[Records from a collection]
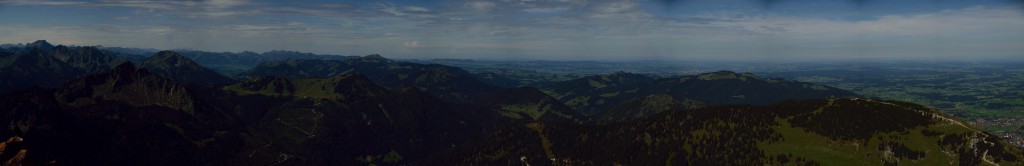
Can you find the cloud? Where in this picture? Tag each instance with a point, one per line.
(546, 9)
(417, 9)
(481, 5)
(412, 44)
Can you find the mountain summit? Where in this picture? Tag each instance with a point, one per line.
(182, 70)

[WHAT TO PRODUCE] The line containing "Can you find the mountain" and all lines after it, to the end of the records, are to be output exactly and alone.

[ANSWER SECTION]
Can you find the mountain summit? Where in this picture? Tag each instance with a point, one per line.
(182, 70)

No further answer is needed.